I'd like to take a moment to say a few words about my aunt, Virginia Dawn Parslow Partridge.
Aunt Gigi was a wonderful aunt. It was she who took us to Frontier Town, bought us books like "Wood Craft" by George W. Sears. For years she was docent and more at the Farmer's Museum in Cooperstown, NY. It was ALWAYS fun to go visit her at work there or at the Fenimore House. She was the "fun" aunt. The one who cracked jokes, liked her beef rare, drove her Plymouth Roadrunner fast, and generally was a good time for all of the nieces and nephews, male and female, good or bad. I've never seen enough of her all my adult life. Family, military, time, space, and poor letter writing habits I think we shared all conspired to mostly keep us apart since I left home for the Army in 1973. I think in all that time we only saw each other 2 or 3 times.

• _Data supplied_
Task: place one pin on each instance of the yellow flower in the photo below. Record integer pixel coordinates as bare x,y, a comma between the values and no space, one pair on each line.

==

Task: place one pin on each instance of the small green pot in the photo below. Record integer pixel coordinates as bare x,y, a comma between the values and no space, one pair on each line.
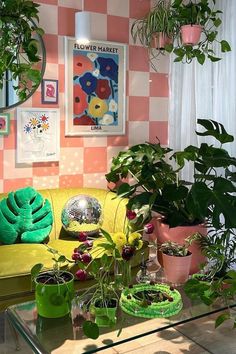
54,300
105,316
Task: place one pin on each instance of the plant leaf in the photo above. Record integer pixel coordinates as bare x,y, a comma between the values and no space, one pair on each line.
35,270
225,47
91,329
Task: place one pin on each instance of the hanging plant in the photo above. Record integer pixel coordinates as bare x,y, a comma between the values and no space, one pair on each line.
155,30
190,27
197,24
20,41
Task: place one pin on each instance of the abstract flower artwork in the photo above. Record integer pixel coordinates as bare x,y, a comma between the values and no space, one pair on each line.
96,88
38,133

* * *

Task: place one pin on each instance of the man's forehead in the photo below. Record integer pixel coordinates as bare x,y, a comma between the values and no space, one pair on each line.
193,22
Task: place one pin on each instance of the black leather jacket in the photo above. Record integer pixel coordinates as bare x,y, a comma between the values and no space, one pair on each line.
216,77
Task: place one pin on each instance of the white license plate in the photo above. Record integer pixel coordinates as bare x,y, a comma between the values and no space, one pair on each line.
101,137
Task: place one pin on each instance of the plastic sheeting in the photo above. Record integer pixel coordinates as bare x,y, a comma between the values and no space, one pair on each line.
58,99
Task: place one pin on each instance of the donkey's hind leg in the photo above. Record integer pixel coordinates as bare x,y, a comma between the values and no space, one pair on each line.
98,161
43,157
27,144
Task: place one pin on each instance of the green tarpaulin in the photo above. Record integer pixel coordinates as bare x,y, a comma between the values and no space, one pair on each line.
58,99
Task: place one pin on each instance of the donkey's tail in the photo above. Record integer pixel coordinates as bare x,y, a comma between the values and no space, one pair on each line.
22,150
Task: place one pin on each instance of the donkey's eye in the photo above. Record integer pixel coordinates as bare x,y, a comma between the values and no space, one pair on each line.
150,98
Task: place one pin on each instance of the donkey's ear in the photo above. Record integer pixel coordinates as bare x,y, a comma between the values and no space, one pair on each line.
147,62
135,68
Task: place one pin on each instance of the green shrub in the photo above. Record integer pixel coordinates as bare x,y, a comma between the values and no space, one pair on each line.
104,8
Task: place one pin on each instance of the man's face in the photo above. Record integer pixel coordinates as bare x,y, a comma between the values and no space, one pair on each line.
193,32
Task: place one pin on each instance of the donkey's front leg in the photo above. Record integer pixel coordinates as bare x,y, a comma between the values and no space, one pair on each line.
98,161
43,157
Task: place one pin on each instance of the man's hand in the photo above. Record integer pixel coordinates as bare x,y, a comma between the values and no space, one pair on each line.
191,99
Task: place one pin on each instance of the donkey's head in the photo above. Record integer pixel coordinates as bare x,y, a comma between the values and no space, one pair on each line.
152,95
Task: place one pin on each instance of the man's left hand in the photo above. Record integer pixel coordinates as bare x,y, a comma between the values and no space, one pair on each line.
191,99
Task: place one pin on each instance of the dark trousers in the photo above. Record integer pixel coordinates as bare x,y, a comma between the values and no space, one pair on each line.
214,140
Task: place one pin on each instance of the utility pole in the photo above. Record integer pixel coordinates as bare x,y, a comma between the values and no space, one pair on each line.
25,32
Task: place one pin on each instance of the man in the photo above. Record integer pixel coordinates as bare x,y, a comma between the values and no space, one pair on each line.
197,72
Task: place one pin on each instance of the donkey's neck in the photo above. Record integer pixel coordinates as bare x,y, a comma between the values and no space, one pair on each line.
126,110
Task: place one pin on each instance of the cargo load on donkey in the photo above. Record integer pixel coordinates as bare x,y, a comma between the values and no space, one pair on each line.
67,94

• _Assigned task 1_
In the tribute to Aunt Gigi, where did she serve as a docent for years?
• _Assigned task 2_
Decide whether each statement agrees with the tribute to Aunt Gigi, answering yes or no and quoting the words that settle it: (a) The aunt drove a Plymouth Roadrunner. (b) The writer left home for the Navy in 1973. (c) The writer saw the aunt many times as an adult.
• _Assigned task 3_
Reproduce the part of the tribute to Aunt Gigi that opens with the words containing "Aunt Gigi was" and closes with "or 3 times.".
The records are not needed for this work.

• _Answer area 1_
At the Farmer's Museum in Cooperstown, NY.

• _Answer area 2_
(a) Yes: "drove her Plymouth Roadrunner fast"
(b) No: "since I left home for the Army in 1973"
(c) No: "I think in all that time we only saw each other 2 or 3 times."

• _Answer area 3_
Aunt Gigi was a wonderful aunt. It was she who took us to Frontier Town, bought us books like "Wood Craft" by George W. Sears. For years she was docent and more at the Farmer's Museum in Cooperstown, NY. It was ALWAYS fun to go visit her at work there or at the Fenimore House. She was the "fun" aunt. The one who cracked jokes, liked her beef rare, drove her Plymouth Roadrunner fast, and generally was a good time for all of the nieces and nephews, male and female, good or bad. I've never seen enough of her all my adult life. Family, military, time, space, and poor letter writing habits I think we shared all conspired to mostly keep us apart since I left home for the Army in 1973. I think in all that time we only saw each other 2 or 3 times.